Pick out every row below that contains the word "left", and list those rows in their original order.

-------

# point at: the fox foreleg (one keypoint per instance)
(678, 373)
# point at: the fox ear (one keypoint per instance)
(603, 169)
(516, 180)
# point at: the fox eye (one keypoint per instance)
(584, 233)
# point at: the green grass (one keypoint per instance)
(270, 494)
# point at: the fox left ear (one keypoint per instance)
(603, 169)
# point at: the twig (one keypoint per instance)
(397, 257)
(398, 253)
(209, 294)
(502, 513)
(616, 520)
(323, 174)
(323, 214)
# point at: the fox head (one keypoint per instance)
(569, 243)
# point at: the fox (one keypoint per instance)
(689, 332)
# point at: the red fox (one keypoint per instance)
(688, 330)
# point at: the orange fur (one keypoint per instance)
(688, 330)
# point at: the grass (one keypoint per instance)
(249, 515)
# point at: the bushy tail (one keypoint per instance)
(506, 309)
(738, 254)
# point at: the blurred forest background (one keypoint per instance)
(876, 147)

-------

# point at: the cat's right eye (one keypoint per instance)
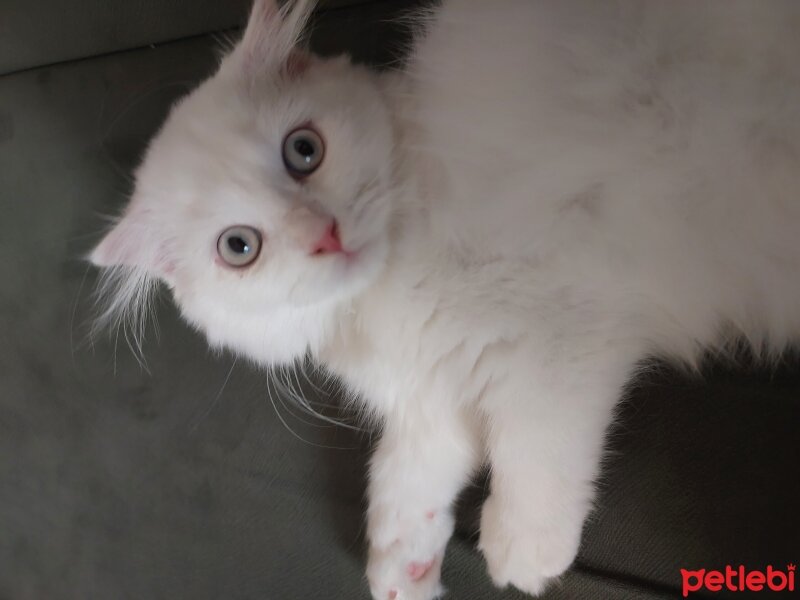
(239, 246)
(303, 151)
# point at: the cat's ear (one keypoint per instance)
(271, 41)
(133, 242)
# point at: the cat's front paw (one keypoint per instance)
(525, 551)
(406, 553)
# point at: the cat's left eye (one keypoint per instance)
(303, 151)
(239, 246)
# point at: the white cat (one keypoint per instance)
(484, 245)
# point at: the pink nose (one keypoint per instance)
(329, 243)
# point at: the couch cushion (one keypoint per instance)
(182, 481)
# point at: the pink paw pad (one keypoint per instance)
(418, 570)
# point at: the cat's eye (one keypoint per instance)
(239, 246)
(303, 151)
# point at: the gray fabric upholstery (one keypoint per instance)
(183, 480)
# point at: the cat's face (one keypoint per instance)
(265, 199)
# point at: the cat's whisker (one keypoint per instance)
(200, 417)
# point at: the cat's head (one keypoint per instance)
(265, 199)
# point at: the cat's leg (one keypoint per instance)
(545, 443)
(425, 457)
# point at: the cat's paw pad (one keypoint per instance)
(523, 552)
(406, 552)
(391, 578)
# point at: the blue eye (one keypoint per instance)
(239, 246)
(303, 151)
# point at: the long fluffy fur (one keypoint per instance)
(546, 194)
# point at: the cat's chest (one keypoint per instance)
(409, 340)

-------

*Solution to this exercise*:
# point at: the fox left ear (one keypoint per instance)
# point at: the cat's left eye (one keypoint per instance)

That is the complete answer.